* **TASK DESCRIPTION**:
Return each line of the rows below that contains the string "rough", matching case exactly.

[Extracted records]
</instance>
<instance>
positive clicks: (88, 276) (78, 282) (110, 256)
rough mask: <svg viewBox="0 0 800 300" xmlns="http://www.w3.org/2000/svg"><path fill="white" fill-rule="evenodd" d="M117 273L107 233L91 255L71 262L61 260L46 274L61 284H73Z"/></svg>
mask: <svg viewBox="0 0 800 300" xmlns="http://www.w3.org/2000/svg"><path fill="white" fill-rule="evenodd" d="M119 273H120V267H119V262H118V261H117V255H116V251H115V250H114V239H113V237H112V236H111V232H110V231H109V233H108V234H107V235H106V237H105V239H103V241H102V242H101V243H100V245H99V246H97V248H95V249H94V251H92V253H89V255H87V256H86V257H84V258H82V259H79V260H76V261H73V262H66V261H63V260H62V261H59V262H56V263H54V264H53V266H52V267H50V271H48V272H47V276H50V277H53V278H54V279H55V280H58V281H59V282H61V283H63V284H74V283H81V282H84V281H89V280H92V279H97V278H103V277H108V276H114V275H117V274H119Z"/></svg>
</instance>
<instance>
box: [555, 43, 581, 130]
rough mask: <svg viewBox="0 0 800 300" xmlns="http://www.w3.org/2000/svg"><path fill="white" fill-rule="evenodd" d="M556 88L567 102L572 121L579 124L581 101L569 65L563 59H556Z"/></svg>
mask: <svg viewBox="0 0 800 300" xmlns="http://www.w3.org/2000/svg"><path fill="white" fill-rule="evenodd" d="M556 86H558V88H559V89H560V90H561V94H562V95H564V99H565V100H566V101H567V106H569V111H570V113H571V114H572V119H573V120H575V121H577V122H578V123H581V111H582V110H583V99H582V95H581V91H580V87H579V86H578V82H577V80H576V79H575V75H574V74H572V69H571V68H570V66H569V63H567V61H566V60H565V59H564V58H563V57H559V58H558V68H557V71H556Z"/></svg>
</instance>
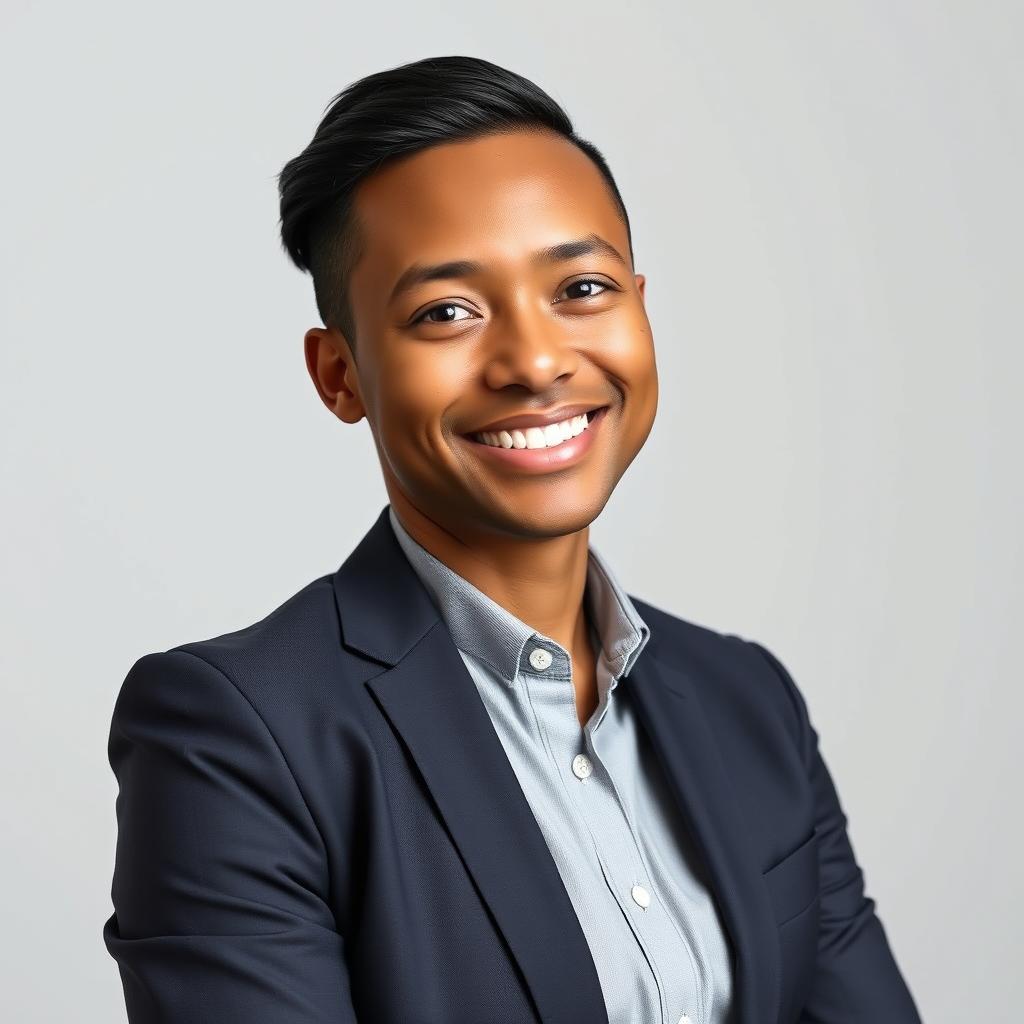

* **FINAL ANSWER**:
rough mask: <svg viewBox="0 0 800 300" xmlns="http://www.w3.org/2000/svg"><path fill="white" fill-rule="evenodd" d="M117 273L107 233L91 255L71 262L61 260L46 274L61 284H73Z"/></svg>
rough mask: <svg viewBox="0 0 800 300" xmlns="http://www.w3.org/2000/svg"><path fill="white" fill-rule="evenodd" d="M556 88L567 102L572 121L579 124L581 101L569 65L563 59H556Z"/></svg>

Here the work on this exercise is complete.